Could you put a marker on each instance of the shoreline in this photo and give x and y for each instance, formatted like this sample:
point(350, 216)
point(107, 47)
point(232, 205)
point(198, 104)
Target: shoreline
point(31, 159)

[Aim of the task]
Can you give every line above again, exactly as written?

[Finished task]
Could you put a marker on each instance of the shoreline in this photo and give x and y for each instance, formatted like this sample:
point(350, 216)
point(107, 47)
point(232, 205)
point(198, 104)
Target: shoreline
point(31, 159)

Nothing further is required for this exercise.